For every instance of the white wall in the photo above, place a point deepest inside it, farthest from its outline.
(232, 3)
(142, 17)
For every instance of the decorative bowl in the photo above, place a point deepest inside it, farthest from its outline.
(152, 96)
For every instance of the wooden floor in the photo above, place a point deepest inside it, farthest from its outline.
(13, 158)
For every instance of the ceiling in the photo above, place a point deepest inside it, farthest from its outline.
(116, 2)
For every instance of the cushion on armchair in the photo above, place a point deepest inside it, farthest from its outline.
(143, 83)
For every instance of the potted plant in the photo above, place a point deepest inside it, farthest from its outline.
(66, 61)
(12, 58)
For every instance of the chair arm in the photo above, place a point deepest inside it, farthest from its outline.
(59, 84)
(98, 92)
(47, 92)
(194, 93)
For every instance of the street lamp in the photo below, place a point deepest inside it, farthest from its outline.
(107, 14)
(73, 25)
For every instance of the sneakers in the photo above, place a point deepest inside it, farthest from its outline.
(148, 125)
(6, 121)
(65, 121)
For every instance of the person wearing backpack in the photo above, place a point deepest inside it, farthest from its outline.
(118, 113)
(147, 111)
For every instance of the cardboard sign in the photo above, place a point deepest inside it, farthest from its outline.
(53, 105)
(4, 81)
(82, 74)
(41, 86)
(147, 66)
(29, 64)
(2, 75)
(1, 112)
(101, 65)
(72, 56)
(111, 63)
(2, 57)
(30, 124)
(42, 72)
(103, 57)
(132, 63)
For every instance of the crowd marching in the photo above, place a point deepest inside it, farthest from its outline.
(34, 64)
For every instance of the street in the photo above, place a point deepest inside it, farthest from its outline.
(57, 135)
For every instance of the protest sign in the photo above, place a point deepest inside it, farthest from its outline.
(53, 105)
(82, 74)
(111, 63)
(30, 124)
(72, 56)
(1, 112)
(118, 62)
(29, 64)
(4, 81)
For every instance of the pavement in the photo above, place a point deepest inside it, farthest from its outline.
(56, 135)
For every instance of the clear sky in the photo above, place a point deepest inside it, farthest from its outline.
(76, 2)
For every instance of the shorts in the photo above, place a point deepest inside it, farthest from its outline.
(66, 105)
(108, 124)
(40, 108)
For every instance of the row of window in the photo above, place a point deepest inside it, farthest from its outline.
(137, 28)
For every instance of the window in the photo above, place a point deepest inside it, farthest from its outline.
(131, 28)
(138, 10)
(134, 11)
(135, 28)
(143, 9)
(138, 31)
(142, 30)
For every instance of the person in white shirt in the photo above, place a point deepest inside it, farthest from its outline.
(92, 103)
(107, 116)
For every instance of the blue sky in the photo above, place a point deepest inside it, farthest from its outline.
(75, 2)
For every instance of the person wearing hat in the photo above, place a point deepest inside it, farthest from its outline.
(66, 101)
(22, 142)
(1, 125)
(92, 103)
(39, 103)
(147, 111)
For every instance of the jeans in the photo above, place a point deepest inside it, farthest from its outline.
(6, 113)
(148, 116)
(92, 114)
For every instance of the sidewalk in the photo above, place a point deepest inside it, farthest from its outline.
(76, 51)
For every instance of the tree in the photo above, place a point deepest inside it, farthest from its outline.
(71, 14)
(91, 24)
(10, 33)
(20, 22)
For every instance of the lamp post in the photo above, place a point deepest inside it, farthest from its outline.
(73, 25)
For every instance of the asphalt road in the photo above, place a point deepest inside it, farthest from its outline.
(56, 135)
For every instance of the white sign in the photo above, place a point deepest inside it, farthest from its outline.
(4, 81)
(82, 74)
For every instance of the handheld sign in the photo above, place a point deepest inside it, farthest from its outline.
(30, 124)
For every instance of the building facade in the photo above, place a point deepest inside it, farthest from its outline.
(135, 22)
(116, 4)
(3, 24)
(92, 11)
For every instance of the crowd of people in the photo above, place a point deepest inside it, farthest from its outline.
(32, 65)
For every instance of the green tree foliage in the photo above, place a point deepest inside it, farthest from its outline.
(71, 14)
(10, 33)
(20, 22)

•••••

**Stated problem:** Starting at the line that contains "For every instance of the person wearing hat", output each remaining line of the listing, the last line included, exactly as it appears.

**Solution to this exercise:**
For every instance of the person wearing hat in the photo above, place a point deepest inside it, farthest from its outline.
(66, 101)
(22, 142)
(1, 125)
(92, 103)
(39, 103)
(147, 111)
For every instance of the jeans in the photo above, place a point deepest inside it, farthest from its outline.
(6, 113)
(148, 116)
(92, 114)
For every instance of the sidewalk in the photo above, place a point deepest inside it, farthest from its outline.
(76, 51)
For every instance of the tree in the photo above, place a point deepest inside it, farthest from its outline.
(71, 14)
(91, 24)
(10, 33)
(20, 22)
For every instance of the lamp post in the photo above, place a point deepest inside it, farthest from its outline.
(73, 25)
For every instance of the asphalt road in the photo above, place a point deepest inside it, farthest from its outline.
(56, 135)
For every instance of the white sign in the photo above, place a point deepest inside it, farthest from its outline.
(4, 81)
(82, 74)
For every instance of the handheld sign in the photo above, place a point deepest inside it, farthest from its outline.
(30, 124)
For every instance of the building facade in the photo above, place a point deepest inside it, farthest from its outline.
(135, 22)
(116, 4)
(3, 24)
(92, 11)
For every instance of the crowd of people in the photo above, place a point deepest inside it, farthest from its outline.
(32, 65)
For every instance of the green tree foliage in the photo above, place a point deepest inside it, farthest from its outline.
(71, 14)
(10, 33)
(20, 22)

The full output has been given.